§ GOAL
Please copy out the records below word for word, leaving out the pictures.

● ● ●

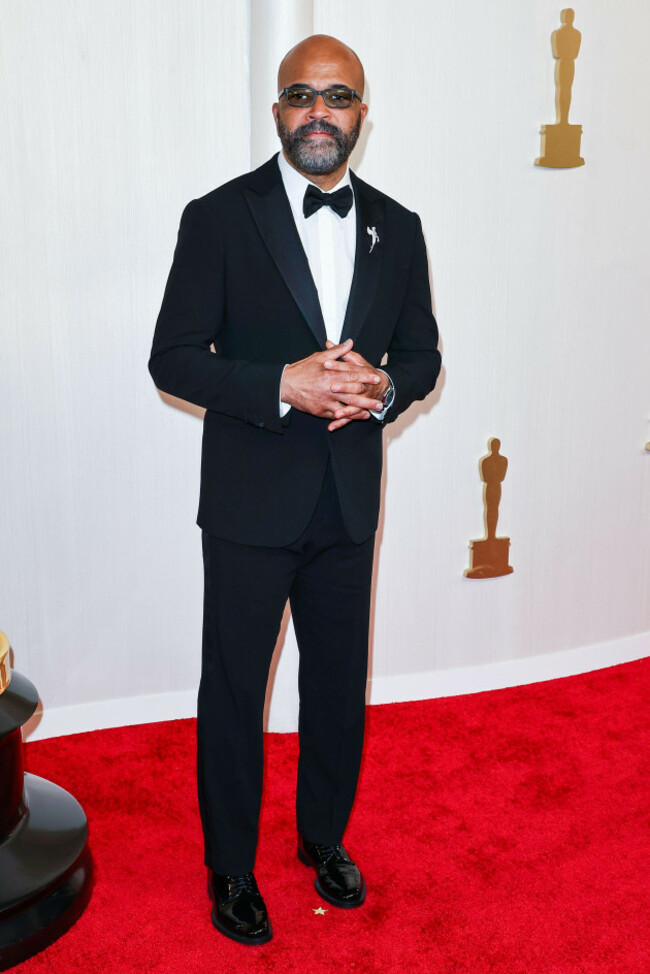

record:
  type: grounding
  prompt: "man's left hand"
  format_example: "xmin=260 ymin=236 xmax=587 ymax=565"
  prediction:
xmin=325 ymin=341 xmax=390 ymax=432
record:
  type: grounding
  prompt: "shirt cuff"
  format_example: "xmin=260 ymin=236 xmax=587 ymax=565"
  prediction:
xmin=370 ymin=369 xmax=395 ymax=420
xmin=278 ymin=362 xmax=291 ymax=419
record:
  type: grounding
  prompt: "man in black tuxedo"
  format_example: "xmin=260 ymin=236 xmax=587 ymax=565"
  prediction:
xmin=149 ymin=35 xmax=440 ymax=944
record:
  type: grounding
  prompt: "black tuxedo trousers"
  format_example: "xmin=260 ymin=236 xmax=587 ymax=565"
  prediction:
xmin=197 ymin=465 xmax=374 ymax=875
xmin=149 ymin=159 xmax=440 ymax=874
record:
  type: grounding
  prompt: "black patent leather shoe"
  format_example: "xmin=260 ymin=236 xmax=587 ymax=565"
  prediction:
xmin=298 ymin=835 xmax=366 ymax=909
xmin=208 ymin=873 xmax=273 ymax=944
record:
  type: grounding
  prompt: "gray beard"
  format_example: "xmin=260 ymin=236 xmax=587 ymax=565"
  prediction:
xmin=278 ymin=113 xmax=361 ymax=176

● ● ●

§ SOLVED EXERCISE
record:
  type: grounding
  prompt: "man's left hand"
  format_example: "xmin=260 ymin=236 xmax=587 ymax=565"
  prediction:
xmin=325 ymin=341 xmax=390 ymax=432
record:
  type: grounding
  prompt: "shirt cuff"
  format_example: "xmin=260 ymin=236 xmax=587 ymax=565"
  prediction:
xmin=370 ymin=369 xmax=395 ymax=420
xmin=278 ymin=362 xmax=291 ymax=419
record:
  type: grounding
  prompt: "man in black tuxedo"
  format_example: "xmin=260 ymin=236 xmax=587 ymax=565"
  prediction:
xmin=149 ymin=35 xmax=440 ymax=944
record:
  type: grounding
  prompt: "black tuxedo trousers"
  format_example: "xmin=260 ymin=236 xmax=587 ymax=565"
  prediction:
xmin=197 ymin=465 xmax=374 ymax=875
xmin=149 ymin=159 xmax=440 ymax=874
record:
  type: grounding
  prompt: "black patent leather shoe"
  format_example: "xmin=260 ymin=236 xmax=587 ymax=565"
  prediction:
xmin=298 ymin=835 xmax=366 ymax=909
xmin=208 ymin=873 xmax=273 ymax=944
record:
  type: grounding
  prompt: "gray beard"
  format_example: "xmin=260 ymin=236 xmax=587 ymax=565"
  prediction:
xmin=278 ymin=113 xmax=361 ymax=176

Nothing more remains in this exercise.